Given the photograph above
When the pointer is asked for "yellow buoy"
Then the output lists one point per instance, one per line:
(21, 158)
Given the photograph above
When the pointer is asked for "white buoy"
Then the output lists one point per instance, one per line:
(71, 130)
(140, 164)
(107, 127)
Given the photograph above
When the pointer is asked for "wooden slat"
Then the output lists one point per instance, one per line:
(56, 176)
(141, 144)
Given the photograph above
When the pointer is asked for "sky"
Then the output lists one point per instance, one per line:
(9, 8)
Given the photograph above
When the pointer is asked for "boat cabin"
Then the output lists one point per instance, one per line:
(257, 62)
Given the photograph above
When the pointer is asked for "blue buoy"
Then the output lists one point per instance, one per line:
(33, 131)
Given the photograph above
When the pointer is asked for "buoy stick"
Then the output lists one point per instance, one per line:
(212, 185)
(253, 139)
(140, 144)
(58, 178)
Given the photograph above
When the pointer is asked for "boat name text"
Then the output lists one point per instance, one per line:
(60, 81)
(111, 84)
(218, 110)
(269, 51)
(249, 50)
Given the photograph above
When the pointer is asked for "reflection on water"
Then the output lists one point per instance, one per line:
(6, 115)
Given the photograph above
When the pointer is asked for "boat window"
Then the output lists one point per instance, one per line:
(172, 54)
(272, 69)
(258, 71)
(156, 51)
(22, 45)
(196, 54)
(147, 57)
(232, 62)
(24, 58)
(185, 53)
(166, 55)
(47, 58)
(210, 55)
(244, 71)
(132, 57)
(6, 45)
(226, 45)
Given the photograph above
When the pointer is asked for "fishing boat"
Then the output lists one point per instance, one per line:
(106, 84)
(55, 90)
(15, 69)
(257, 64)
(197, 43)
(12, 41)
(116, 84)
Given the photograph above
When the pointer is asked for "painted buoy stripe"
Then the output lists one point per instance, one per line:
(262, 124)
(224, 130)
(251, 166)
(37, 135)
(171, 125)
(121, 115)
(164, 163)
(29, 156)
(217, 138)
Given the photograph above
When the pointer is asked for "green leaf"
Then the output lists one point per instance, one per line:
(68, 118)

● Set problem: From the records above, extract every line exactly as it stands.

● The response:
Given the photograph above
When the pointer is asked for "yellow buoy"
Then the output lists one point per instance, one per line:
(21, 158)
Given the photograph above
When the pointer is asked for "white buoy"
Then the output lists one point per instance, one per line:
(71, 130)
(140, 164)
(107, 127)
Given the photograph above
When the pointer is asked for "wooden slat"
Then the output lists one point per instance, one per line:
(56, 176)
(141, 144)
Given the photograph above
When the pointer is asked for "sky"
Then the output lists one point per instance, one per line:
(9, 8)
Given the photograph above
When the pointer is asked for "boat cabin"
Then the output lists one point per instance, one per line:
(257, 62)
Given the photograph above
When the pointer is asked for "blue buoy"
Then the output lists one point per instance, one per line:
(33, 131)
Given the photograph above
When the pointer is asked for "buoy stick"
Then the output lists one point per instance, one per line:
(212, 185)
(253, 139)
(140, 144)
(58, 178)
Given the photograph above
When the pointer is asked for "boat name text"
Then the output lists one point per instance, one per line:
(60, 81)
(111, 84)
(218, 110)
(269, 51)
(249, 50)
Given the photograph above
When the pointer is asked for "reflection on water"
Then the output lists one point per instance, one per line:
(6, 115)
Given the photograph above
When the pointer is asked for "boat window"
Then the output lists one point per instance, one per line:
(172, 54)
(272, 69)
(258, 71)
(156, 51)
(22, 45)
(196, 54)
(147, 57)
(232, 62)
(24, 58)
(185, 53)
(166, 55)
(47, 58)
(210, 55)
(244, 71)
(132, 57)
(6, 45)
(226, 45)
Given the photograph above
When the pointer is asked for "fishing boat"
Then the output lists one point per instance, one per line:
(106, 84)
(55, 90)
(15, 69)
(257, 64)
(197, 43)
(12, 41)
(116, 84)
Given the photograph above
When the pointer is asked for "painted buoy stripe"
Then the output lists one point per instance, one per line:
(262, 124)
(224, 130)
(251, 166)
(37, 135)
(171, 125)
(121, 115)
(164, 163)
(29, 156)
(217, 138)
Given the photograph above
When the pointer is asked for "green leaf"
Then the output lists one point per instance, one per line:
(68, 118)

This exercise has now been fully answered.